* _Task directions_: Reproduce verbatim the lines of the records below, beginning with the line that contains "Place a pin on every instance of the open" and continuing through the final line of the records, both included.

* _Input for this task_:
--------------------------------------------------

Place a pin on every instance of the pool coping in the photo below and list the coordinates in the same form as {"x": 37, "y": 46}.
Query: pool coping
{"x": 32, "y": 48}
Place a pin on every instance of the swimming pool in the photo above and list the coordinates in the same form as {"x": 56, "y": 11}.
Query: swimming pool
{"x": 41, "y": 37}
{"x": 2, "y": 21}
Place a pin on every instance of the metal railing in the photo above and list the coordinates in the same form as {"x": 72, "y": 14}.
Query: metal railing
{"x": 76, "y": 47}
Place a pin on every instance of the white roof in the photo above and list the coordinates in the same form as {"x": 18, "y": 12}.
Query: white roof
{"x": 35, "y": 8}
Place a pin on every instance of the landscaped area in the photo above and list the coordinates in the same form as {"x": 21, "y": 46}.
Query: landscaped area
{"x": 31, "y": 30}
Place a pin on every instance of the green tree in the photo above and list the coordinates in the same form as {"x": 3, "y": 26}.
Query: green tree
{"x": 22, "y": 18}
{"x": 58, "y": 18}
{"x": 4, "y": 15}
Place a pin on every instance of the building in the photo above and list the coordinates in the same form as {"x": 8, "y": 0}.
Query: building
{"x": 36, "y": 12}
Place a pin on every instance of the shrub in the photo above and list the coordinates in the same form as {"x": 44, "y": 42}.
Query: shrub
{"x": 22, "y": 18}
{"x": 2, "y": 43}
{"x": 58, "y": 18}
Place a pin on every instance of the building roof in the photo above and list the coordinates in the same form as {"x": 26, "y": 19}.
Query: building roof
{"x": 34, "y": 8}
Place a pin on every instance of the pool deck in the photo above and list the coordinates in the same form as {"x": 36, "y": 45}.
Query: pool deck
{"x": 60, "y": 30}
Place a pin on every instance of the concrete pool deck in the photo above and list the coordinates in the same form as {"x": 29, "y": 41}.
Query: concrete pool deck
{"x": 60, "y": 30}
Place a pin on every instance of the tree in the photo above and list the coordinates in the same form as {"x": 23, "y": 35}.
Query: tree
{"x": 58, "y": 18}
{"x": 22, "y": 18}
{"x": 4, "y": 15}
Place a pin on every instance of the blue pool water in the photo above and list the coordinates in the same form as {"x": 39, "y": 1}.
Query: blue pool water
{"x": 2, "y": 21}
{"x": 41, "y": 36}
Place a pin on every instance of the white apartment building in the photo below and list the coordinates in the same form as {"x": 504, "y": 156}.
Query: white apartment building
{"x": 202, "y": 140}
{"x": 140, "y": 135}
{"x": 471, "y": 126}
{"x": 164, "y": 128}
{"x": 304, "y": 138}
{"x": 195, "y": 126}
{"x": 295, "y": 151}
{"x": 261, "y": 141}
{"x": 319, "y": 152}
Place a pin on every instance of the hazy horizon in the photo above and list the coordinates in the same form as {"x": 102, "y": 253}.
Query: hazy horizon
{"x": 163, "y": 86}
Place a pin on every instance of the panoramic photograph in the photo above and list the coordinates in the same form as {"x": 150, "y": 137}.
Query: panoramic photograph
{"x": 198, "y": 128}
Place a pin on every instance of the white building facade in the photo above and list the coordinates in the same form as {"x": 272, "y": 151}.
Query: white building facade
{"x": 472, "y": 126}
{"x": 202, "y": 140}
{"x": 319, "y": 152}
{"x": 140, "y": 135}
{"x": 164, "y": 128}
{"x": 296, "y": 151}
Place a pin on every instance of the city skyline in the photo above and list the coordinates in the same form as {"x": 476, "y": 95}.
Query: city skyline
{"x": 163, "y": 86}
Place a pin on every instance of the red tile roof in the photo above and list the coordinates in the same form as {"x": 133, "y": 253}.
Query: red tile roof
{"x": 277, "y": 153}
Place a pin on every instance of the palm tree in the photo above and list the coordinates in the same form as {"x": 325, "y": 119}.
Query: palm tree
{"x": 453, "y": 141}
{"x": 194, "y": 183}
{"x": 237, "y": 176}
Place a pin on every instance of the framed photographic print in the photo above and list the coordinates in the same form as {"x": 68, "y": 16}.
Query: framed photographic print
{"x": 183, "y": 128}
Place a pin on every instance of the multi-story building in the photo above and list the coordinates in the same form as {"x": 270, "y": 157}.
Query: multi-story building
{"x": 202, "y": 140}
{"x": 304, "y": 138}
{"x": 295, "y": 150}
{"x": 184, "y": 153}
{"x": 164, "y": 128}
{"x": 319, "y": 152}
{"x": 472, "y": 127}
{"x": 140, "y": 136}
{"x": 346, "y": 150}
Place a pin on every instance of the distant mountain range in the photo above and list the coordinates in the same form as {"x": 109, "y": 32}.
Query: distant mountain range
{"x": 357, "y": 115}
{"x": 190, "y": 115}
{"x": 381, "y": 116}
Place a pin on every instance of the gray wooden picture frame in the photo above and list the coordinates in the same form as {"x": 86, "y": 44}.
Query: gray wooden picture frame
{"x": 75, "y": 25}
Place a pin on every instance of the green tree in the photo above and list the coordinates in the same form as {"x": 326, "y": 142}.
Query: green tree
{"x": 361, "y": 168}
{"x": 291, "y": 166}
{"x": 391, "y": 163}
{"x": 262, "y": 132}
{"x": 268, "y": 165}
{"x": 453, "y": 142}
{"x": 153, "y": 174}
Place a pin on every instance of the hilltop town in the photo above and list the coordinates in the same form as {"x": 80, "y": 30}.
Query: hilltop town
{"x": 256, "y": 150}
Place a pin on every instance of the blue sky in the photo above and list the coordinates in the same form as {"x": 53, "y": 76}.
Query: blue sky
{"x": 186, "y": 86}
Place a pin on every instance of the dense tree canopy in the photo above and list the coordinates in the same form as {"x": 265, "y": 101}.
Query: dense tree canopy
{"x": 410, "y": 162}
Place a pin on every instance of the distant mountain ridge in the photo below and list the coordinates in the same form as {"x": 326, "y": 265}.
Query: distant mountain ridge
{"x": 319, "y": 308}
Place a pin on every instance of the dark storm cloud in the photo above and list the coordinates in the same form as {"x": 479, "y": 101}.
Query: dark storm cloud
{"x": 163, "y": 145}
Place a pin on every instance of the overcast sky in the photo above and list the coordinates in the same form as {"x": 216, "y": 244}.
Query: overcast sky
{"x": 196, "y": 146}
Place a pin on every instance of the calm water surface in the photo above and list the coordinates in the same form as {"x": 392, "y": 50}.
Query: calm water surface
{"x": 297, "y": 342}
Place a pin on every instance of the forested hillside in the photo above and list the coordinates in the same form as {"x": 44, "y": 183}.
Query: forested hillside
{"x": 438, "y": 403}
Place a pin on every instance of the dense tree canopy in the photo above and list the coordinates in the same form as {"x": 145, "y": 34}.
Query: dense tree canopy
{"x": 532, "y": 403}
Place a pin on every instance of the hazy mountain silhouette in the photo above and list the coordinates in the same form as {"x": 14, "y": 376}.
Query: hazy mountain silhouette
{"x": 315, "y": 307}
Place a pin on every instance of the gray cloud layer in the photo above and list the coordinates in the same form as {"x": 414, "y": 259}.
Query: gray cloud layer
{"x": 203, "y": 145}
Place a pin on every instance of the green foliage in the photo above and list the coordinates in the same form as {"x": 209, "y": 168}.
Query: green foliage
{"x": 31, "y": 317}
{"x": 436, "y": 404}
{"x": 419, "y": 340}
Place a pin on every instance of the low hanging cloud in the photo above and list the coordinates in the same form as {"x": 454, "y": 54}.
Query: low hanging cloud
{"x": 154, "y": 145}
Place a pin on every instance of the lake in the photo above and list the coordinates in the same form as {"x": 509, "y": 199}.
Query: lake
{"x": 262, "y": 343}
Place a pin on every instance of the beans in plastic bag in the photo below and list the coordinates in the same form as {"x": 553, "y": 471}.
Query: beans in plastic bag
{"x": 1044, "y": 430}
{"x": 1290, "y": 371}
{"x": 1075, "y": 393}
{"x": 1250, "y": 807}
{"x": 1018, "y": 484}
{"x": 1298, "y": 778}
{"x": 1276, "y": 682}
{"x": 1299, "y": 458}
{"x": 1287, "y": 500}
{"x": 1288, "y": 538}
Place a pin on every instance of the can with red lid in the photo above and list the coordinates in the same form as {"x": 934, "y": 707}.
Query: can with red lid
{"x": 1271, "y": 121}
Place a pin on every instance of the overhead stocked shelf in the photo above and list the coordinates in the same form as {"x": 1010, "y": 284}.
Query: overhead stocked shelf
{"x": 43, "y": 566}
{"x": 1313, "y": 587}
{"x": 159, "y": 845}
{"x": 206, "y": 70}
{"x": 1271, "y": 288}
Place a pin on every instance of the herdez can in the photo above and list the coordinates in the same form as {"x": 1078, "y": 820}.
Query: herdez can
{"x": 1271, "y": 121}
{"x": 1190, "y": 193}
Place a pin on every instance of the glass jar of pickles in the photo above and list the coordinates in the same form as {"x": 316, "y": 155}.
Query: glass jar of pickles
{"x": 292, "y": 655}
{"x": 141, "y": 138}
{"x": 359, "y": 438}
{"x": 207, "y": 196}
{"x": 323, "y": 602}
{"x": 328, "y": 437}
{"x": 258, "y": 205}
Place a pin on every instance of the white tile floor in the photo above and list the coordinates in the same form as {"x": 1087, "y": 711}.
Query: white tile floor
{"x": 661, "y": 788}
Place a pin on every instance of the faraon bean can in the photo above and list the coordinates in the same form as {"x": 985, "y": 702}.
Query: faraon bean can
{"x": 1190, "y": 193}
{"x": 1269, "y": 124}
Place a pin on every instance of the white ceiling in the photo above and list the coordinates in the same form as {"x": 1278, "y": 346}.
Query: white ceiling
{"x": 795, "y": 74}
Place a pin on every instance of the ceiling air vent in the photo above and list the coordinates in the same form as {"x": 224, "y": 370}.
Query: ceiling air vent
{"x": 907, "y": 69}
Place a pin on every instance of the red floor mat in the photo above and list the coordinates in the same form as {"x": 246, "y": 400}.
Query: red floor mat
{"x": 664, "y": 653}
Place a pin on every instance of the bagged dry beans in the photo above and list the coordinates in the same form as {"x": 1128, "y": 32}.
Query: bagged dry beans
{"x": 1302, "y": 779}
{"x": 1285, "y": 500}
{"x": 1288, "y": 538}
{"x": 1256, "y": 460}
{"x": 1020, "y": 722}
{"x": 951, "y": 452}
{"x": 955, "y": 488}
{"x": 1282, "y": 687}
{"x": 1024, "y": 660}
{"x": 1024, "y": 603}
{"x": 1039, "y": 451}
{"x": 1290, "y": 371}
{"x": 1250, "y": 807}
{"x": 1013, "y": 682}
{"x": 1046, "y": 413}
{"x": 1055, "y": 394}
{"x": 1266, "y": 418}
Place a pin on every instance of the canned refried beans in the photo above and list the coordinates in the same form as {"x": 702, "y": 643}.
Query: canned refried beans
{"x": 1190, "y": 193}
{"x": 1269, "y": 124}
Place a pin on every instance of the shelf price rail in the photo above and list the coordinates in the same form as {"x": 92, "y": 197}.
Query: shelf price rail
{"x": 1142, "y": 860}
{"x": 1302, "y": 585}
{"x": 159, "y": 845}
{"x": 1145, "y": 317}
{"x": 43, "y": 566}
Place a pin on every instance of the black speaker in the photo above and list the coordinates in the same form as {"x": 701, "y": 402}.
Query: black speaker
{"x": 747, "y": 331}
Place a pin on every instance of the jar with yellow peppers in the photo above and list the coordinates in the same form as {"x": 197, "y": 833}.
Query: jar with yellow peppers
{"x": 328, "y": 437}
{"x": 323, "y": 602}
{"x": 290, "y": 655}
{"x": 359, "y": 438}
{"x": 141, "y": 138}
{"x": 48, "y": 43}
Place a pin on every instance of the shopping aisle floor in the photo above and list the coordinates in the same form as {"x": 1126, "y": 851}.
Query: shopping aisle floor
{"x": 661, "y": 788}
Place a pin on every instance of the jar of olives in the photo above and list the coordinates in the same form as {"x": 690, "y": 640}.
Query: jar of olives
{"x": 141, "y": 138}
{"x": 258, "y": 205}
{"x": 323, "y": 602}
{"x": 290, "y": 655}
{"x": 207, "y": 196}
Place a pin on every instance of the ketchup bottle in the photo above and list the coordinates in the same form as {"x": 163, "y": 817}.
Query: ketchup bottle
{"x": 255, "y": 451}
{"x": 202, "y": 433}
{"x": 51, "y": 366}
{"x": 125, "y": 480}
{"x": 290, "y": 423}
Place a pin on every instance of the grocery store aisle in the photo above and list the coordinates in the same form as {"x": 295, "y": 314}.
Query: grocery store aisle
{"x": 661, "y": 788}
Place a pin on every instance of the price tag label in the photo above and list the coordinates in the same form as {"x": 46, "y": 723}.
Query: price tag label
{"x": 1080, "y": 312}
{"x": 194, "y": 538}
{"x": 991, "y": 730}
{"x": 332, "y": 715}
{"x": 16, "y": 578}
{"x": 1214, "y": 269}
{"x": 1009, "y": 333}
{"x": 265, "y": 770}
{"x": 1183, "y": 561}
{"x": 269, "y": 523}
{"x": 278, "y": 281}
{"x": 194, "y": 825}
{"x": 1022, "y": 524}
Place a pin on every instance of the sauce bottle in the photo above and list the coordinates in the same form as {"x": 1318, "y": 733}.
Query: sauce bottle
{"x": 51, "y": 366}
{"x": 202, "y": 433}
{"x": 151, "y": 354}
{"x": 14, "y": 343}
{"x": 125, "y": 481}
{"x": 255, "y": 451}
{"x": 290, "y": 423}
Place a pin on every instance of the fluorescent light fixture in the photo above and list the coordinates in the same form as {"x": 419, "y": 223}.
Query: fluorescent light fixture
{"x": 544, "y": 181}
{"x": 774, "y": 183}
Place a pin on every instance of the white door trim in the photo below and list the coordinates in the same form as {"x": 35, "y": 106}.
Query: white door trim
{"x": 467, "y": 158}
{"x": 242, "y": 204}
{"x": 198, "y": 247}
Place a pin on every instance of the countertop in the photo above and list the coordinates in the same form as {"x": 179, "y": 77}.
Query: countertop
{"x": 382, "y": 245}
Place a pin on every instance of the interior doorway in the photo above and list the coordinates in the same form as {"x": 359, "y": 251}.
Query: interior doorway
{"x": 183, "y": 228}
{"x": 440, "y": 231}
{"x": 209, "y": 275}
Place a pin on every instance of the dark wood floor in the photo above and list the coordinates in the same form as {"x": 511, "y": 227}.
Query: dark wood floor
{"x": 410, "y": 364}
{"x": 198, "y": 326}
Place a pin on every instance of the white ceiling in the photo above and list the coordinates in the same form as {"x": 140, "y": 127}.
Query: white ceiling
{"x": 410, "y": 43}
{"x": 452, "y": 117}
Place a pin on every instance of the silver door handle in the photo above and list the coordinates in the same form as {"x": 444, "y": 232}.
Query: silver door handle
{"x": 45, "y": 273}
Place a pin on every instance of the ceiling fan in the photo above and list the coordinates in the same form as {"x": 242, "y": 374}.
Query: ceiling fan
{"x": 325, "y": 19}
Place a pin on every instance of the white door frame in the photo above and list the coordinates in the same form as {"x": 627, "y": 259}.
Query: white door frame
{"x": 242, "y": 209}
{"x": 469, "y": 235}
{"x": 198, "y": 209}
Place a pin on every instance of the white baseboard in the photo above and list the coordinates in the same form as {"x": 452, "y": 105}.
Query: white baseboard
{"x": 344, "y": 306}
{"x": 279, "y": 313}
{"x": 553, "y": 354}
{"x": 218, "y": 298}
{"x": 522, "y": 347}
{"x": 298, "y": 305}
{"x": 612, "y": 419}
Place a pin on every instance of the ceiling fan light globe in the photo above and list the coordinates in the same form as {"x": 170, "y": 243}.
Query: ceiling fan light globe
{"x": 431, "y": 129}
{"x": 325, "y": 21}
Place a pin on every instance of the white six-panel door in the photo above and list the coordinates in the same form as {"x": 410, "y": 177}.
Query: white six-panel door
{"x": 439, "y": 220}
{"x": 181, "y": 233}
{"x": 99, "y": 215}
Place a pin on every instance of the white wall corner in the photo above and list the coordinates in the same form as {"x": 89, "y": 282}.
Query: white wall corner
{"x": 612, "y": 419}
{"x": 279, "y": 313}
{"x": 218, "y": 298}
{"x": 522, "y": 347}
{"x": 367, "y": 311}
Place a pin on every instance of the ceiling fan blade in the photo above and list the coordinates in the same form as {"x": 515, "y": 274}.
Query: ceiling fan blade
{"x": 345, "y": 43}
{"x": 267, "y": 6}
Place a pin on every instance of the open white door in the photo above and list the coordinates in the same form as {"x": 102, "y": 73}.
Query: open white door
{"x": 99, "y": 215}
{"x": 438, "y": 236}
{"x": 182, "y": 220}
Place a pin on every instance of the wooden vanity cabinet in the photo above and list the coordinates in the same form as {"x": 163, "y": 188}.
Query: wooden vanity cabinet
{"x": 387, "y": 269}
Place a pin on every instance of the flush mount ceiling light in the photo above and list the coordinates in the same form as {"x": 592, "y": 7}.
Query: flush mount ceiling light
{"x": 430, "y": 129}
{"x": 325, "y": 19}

--------------------------------------------------

* _Written solution_:
Place a pin on every instance of the open white door in the photo above and list the coordinates in the same form as {"x": 102, "y": 73}.
Query: open white door
{"x": 99, "y": 215}
{"x": 438, "y": 236}
{"x": 182, "y": 220}
Place a pin on every instance of the wooden vanity cabinet in the photo above and list the coordinates in the same form as {"x": 163, "y": 188}.
Query: wooden vanity cabinet
{"x": 387, "y": 269}
Place a pin on every instance of the flush mount ceiling light in the photo above and list the coordinates in the same form as {"x": 592, "y": 7}.
Query: flush mount ceiling light
{"x": 430, "y": 129}
{"x": 325, "y": 19}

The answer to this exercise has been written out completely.